Items from a data source:

* * * * * * *

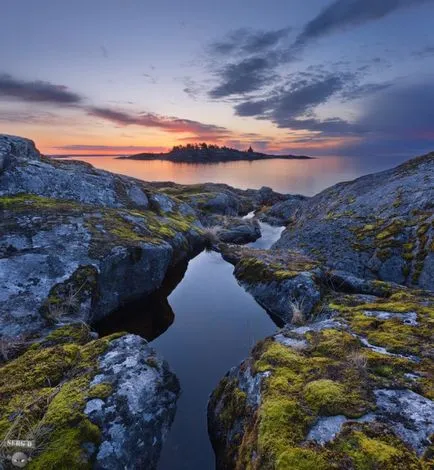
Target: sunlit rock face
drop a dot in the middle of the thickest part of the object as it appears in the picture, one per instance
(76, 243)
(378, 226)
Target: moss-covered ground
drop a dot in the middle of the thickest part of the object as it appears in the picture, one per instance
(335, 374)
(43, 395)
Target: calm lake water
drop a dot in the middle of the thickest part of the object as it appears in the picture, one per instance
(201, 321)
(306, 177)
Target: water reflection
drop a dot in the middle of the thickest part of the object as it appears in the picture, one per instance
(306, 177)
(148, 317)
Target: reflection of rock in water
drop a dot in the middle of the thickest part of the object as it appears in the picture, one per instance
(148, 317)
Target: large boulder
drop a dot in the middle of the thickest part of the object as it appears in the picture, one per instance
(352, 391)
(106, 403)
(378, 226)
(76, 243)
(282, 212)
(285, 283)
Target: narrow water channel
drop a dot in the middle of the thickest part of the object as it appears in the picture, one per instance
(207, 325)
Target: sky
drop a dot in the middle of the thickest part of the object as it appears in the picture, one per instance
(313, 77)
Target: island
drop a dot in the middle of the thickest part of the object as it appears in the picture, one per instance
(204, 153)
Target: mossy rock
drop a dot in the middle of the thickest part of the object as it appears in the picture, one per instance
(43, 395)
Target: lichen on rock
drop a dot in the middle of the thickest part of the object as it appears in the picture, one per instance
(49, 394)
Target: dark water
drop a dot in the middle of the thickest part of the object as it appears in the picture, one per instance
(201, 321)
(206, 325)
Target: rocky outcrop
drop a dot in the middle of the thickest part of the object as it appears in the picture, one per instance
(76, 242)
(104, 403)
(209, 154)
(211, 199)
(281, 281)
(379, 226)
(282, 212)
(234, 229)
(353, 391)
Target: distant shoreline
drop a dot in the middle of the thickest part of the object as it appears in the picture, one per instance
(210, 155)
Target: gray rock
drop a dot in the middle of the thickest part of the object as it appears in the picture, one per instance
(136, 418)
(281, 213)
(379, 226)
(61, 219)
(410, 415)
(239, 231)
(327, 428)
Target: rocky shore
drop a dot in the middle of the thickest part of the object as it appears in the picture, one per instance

* * * * * * *

▶ _CHALLENGE_
Output each line of the listing above as a JSON list of strings, one string per line, with blank lines skipped and the pictures left out.

▶ _REPLY TO THE TASK_
[
  "Target: sunlit rock face",
  "drop a dot in the middle of the thickest part of the object as it appears in the picture, one per instance",
  "(76, 243)",
  "(378, 226)",
  "Target: moss-covered ground",
  "drop a dot in the middle of the thickest part of the object as it appears in the picture, one per instance",
  "(335, 374)",
  "(43, 395)",
  "Target: calm lake water",
  "drop a dot in the middle of the thickest part of the object as it appears in the picture, one per instance",
  "(201, 321)",
  "(306, 177)",
  "Target: water reflection",
  "drop a dot in the middle of the thickest part of the object as it appears in the picture, one per instance",
  "(306, 177)",
  "(148, 317)",
  "Target: reflection of rock in water",
  "drop a dot in the middle of the thickest part of the object as it appears in the picture, one per instance",
  "(148, 317)",
  "Target: large boulder",
  "drop a dot in the middle of the thickest part of the object as it appears in the picture, one per instance",
  "(352, 391)",
  "(106, 403)",
  "(378, 226)",
  "(76, 243)",
  "(282, 212)",
  "(285, 283)",
  "Target: narrow water channel",
  "drop a dot in the middle of the thickest part of the object as it appears in the picture, one per instance",
  "(207, 325)",
  "Target: sky",
  "drop a dot in the middle of the thickest part of the object as it appears in the picture, one per instance",
  "(313, 77)",
  "Target: island",
  "drop a dot in the middle of the thickest part of the object as it appears in the picture, one per instance",
  "(204, 153)",
  "Target: mossy rock",
  "drop a dot in the middle of the thickest part of the object as it appears in the picture, one per instance",
  "(43, 395)",
  "Target: lichen on rock",
  "drop a dot in the middle of the thickest part of the object as it appears in the picture, one per instance",
  "(49, 394)",
  "Target: dark water",
  "drop a dot in the middle of the thickest part of the object as it appears in the picture, one per instance",
  "(201, 321)",
  "(206, 325)",
  "Target: rocky outcrop",
  "drop a dot in the middle of the thickest part of the object as it appears in the picture, one per instance",
  "(76, 242)",
  "(104, 403)",
  "(209, 154)",
  "(211, 199)",
  "(281, 281)",
  "(379, 226)",
  "(282, 212)",
  "(234, 229)",
  "(353, 391)",
  "Target: distant shoreline",
  "drop a dot in the middle of the thickest part of the object as it appears in the picture, one per instance",
  "(210, 155)",
  "Target: gray rock",
  "drop a dot in the middle of the thickest part of the object as it appears in the picture, one per instance",
  "(136, 418)",
  "(281, 213)",
  "(379, 226)",
  "(61, 219)",
  "(410, 415)",
  "(239, 231)",
  "(327, 428)",
  "Target: rocky shore",
  "drop a dot in the middle of the thickest part of the object as it appears in the picture, one per instance"
]